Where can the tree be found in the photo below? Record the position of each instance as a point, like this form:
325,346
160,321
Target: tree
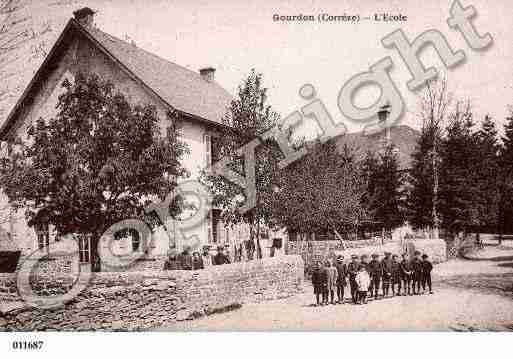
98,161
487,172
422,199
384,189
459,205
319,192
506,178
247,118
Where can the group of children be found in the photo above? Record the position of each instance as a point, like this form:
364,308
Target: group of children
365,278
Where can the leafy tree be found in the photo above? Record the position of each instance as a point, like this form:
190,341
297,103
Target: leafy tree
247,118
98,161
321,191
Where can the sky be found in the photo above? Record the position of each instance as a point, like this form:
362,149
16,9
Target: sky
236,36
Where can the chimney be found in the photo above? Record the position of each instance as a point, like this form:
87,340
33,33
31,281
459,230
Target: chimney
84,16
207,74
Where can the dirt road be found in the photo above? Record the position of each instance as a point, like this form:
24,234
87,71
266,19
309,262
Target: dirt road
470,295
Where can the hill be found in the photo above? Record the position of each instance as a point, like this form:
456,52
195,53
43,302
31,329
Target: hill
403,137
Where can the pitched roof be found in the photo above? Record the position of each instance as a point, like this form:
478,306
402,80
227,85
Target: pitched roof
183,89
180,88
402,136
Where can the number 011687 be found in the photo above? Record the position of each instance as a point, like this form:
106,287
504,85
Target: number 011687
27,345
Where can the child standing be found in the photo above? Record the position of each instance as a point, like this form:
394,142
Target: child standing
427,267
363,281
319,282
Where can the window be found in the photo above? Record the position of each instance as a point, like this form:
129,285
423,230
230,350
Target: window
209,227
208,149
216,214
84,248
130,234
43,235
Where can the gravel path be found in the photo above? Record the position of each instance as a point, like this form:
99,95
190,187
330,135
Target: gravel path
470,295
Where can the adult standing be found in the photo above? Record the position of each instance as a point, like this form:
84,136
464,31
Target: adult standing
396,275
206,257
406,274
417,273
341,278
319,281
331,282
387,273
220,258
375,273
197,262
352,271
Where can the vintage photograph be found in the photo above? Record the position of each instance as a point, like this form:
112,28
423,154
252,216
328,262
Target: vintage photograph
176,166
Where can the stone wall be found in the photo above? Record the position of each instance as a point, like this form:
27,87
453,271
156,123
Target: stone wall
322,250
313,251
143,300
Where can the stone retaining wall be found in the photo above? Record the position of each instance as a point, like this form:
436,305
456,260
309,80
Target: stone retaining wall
■ ■ ■ ■ ■
## [Task prompt]
Write out the lines above as a JSON list of strings, one string per line, with blank lines skipped. Leave the pictures out.

## [In response]
[
  "Where can the tree be found in the photo below? Record the position of each instance as a point, like this form:",
  "325,346",
  "160,321",
  "Target: tree",
  "98,161",
  "487,172",
  "422,199",
  "384,189",
  "459,205",
  "319,192",
  "506,178",
  "247,118",
  "Where can the group of children be found in the photo above? Record the position of each instance as a point, like this form:",
  "364,308",
  "Target: group of children",
  "365,278",
  "Where can the leafy tree be found in the photo above? Record the position of each instance as a point, like this form:",
  "190,341",
  "297,103",
  "Target: leafy tree",
  "247,118",
  "98,161",
  "321,191",
  "Where can the sky be found in the photo above? Record the position of each instance as a point, like this form:",
  "362,149",
  "16,9",
  "Target: sky",
  "236,36",
  "Where can the chimney be found in the photo above? Record the position of each instance as a point, like this form:",
  "87,340",
  "33,33",
  "31,281",
  "459,230",
  "Target: chimney",
  "84,16",
  "207,74",
  "Where can the dirt road be found in the photo above? Record the position of each instance as a point, like this form:",
  "24,234",
  "87,71",
  "266,19",
  "309,262",
  "Target: dirt road",
  "470,295",
  "Where can the hill be found in the photo above? Record the position of each instance as a point, like this form:",
  "456,52",
  "195,53",
  "43,302",
  "31,329",
  "Target: hill",
  "403,137",
  "Where can the pitched roof be found in the photo above? Record the position of each instance as a point, like this form:",
  "478,306",
  "402,80",
  "227,85",
  "Target: pitched roof",
  "183,89",
  "180,88",
  "402,136",
  "Where can the number 011687 be found in the photo above? Record the position of each instance as a point, like this form:",
  "106,287",
  "504,85",
  "Target: number 011687",
  "27,345",
  "Where can the child standing be found in the photo above? Record the position of each instance as a point, like this form:",
  "394,142",
  "Target: child standing",
  "427,267",
  "363,281",
  "319,282",
  "Where can the window be found in the photo above? Record the position of each instance as a point, like this form:",
  "129,285",
  "423,230",
  "230,350",
  "Target: window",
  "209,227",
  "208,149",
  "216,214",
  "84,248",
  "130,234",
  "43,235",
  "Where can the gravel path be found in the photo above? Record the position of each instance as a point, like this form:",
  "99,95",
  "190,187",
  "330,135",
  "Target: gravel path",
  "470,295",
  "Where can the adult standing be found in the photo above? Record the position of each instance as a point, like this form:",
  "84,136",
  "464,31",
  "Target: adult standing",
  "396,275",
  "206,257",
  "406,274",
  "417,273",
  "341,278",
  "319,281",
  "331,282",
  "387,273",
  "220,258",
  "375,273",
  "197,262",
  "352,271",
  "Where can the vintage photograph be found in the photo above? Record the position of each instance as a point, like this form:",
  "112,28",
  "423,154",
  "252,216",
  "328,262",
  "Target: vintage photograph",
  "176,166",
  "Where can the stone wall be found in the photo above? Record the position of each instance as a point, like this form:",
  "27,87",
  "453,271",
  "156,123",
  "Target: stone wall",
  "322,250",
  "313,251",
  "143,300",
  "Where can the stone retaining wall be found in the photo above? Record the position of each instance as a point, like this form:",
  "436,305",
  "456,260",
  "309,80",
  "Target: stone retaining wall"
]